------ INPUT RECORDS ------

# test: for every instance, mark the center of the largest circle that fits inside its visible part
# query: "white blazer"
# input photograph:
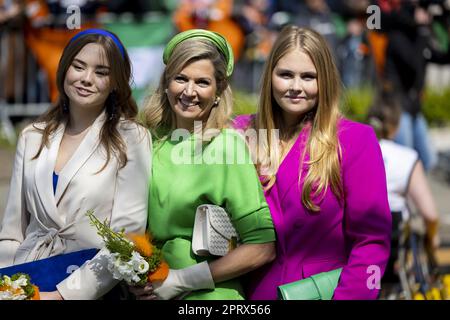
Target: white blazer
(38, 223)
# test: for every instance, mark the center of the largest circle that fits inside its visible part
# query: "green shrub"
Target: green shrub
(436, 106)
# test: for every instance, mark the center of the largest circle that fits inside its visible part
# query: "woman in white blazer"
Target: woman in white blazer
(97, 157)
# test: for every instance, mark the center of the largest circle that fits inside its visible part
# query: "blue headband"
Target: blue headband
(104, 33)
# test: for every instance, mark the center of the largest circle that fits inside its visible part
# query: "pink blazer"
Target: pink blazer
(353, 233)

------
------ INPUT RECORDS ------

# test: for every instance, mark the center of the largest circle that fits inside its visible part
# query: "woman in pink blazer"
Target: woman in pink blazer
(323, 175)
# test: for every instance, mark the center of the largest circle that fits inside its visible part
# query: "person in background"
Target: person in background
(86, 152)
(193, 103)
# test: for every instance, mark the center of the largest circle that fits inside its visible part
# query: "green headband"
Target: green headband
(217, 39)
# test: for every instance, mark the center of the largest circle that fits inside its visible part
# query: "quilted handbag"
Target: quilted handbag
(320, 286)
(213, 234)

------

§ ABOUT THIS TASK
Lines that hold "query" are the ones to copy, so pick each out from the data.

§ SOLUTION TO THIS PROBLEM
# query: "white blazer"
# query: "green shrub"
# query: "woman in white blazer"
# query: "blue headband"
# query: "pink blazer"
# query: "woman in pink blazer"
# query: "person in background"
# query: "green headband"
# query: "quilted handbag"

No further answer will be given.